• _What to work on_
Extract every line in the material below that contains the string "jetty", and reproduce each of those lines in full.
◇ ◇ ◇ ◇
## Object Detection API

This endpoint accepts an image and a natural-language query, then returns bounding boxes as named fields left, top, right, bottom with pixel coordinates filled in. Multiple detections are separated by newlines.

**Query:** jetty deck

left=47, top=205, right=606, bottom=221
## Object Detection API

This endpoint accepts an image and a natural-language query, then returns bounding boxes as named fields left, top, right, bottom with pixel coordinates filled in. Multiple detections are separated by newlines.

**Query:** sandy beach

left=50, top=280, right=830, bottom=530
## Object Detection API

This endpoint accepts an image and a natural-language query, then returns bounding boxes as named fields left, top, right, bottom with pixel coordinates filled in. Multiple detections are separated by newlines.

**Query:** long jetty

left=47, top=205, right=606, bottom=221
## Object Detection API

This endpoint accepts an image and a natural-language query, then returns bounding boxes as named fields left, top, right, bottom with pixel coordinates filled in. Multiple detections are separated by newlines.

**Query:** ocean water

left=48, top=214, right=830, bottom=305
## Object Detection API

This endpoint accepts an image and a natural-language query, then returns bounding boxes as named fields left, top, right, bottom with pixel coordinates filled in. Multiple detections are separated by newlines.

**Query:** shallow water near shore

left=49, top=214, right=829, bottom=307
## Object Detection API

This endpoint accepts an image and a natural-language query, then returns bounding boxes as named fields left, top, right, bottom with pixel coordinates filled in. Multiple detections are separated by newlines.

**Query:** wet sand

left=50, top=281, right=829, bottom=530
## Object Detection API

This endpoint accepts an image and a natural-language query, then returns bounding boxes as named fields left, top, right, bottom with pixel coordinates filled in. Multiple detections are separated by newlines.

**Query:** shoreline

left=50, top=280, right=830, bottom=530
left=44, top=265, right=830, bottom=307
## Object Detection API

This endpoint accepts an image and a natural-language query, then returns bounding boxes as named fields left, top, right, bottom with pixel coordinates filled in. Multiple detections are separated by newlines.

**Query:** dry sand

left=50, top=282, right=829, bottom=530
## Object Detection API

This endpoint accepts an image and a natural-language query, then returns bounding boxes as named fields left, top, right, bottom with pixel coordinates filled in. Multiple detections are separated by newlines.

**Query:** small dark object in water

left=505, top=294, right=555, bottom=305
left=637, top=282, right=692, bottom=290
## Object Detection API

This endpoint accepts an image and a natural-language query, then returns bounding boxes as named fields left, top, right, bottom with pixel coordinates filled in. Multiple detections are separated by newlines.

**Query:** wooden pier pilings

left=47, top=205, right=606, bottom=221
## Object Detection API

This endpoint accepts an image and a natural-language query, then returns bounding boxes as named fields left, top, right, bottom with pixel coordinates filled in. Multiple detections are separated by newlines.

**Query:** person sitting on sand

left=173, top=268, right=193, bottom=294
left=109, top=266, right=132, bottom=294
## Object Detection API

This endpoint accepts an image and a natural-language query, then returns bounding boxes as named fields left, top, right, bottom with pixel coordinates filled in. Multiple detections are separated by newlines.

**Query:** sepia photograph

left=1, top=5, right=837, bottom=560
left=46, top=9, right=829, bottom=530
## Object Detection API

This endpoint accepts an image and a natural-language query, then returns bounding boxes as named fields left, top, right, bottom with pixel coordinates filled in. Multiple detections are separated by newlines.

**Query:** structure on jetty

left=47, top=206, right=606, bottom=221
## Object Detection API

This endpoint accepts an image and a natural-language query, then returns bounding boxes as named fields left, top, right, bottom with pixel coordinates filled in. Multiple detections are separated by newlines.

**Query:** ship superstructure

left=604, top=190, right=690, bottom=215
◇ ◇ ◇ ◇
• _Result_
**Query:** jetty deck
**Query:** long jetty
**Query:** structure on jetty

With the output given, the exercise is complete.